About this exercise:
Read the text on invariable sites below and decide whether each statement agrees with it. For each, answer yes or no and quote the words of the text that decide it.
1. A site that is truly invariable will always show an invariant site pattern.
2. An invariant site pattern can arise only from an invariable site.
3. The text calls a Beta distribution a common choice for parameters representing probabilities.

Passage to read:
What is the distribution of the alpha parameter? Is there a lot of rate heterogeneity in the data?
The substitution models described so far assume that all sites in the sequence data are potentially variable. That is, we assume that the sequence data are random variables; specifically, we assume that they are realizations of the specified PhyloCTMC
distribution. However, some sites may not be free to vary—when the substitution rate of a site is zero, it is said to be invariable. Invariable sites are often confused with invariant sites—when each species exhibits the same state, it is said to be invariant. The concepts are related but distinct. If a site is truly invariable, it will necessarily give rise to an invariant site pattern, as such sites will always have a zero substitution rate. However, an invariant site pattern may be achieved via multiple substitutions that happen to end in the same state for every species.
Here we describe an extension to our phylogenetic model to accommodate invariable sites. Under the invariable-sites model (Hasegawa et al. 1985), each site is invariable with probability p_inv
, and variable with probability $1-$p_inv
.
First, let’s have a look at the data and see how many invariant sites we have:
data.getNumInvariantSites()
There seems to be a substantial number of invariant sites.
Now let’s specify the invariable-sites model in RevBayes. We need to specify the prior probability that a site is invariable. A Beta distribution is a common choice for parameters representing probabilities.

Input data:
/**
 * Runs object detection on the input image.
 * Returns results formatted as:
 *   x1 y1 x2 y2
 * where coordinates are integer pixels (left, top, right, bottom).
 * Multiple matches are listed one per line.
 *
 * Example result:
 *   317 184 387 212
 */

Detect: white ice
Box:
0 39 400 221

Completed exercise:
1. Yes: "If a site is truly invariable, it will necessarily give rise to an invariant site pattern"
2. No: "an invariant site pattern may be achieved via multiple substitutions that happen to end in the same state for every species"
3. Yes: "A Beta distribution is a common choice for parameters representing probabilities."